### Some records
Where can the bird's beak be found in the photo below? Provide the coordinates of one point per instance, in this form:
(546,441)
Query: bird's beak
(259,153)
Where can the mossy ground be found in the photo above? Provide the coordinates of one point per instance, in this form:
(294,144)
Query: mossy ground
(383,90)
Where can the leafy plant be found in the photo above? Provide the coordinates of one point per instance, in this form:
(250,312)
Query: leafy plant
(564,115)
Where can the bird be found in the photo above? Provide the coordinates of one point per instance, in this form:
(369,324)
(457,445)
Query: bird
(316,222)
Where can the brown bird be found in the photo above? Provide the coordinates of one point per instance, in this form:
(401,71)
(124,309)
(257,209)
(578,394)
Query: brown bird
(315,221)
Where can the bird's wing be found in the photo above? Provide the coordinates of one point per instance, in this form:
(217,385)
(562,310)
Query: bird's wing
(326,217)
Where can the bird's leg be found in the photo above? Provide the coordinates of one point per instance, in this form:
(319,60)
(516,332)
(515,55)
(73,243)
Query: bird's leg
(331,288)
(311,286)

--

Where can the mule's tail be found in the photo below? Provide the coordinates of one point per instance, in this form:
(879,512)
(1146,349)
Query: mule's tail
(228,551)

---

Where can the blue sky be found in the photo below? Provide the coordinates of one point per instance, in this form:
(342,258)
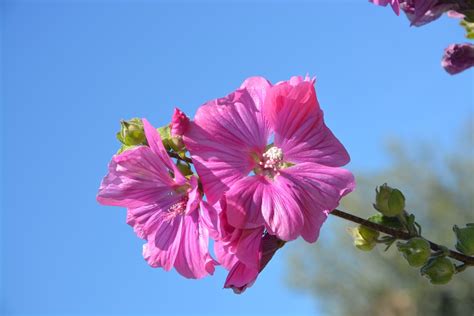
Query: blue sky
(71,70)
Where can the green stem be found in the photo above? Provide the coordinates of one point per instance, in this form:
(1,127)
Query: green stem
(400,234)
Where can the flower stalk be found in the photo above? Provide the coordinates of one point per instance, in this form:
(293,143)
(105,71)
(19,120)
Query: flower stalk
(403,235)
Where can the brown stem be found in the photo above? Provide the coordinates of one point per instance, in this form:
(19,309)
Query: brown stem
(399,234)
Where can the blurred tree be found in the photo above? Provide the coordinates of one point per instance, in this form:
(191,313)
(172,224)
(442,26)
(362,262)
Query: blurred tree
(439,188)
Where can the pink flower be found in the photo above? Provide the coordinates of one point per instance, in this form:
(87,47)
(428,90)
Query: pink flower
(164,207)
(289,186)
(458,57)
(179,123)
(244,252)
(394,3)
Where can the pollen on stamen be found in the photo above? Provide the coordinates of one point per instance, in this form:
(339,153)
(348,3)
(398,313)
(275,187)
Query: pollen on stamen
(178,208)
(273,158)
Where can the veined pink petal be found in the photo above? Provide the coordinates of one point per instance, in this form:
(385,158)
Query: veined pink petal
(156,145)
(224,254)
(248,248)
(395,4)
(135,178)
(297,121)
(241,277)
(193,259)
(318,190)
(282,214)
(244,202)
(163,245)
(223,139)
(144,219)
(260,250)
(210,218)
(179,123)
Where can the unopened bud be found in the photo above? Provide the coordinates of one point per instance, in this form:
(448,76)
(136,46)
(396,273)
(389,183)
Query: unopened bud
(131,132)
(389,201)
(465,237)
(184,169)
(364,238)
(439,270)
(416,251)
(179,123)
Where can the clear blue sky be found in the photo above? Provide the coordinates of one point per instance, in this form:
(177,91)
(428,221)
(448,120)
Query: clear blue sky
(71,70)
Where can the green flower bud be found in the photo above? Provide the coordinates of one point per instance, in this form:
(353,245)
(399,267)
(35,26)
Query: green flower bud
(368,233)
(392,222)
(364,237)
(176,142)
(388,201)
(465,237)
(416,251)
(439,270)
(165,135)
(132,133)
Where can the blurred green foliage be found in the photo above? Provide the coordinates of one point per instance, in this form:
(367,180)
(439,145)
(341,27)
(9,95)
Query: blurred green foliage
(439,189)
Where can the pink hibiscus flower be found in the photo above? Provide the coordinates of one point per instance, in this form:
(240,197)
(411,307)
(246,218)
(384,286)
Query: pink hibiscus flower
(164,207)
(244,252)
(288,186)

### Challenge
Please gather every line in the items above that contains the string "stem" and copy each of those lines in full. Matches must have the same case.

### Answer to this problem
Where can the green stem be found in the photo above? Provide the coordinates of one point per instance, in this form:
Query: green stem
Where can the brown stem be found in the photo above? Provide the coordinates of one point per instance, in this form:
Query: brown stem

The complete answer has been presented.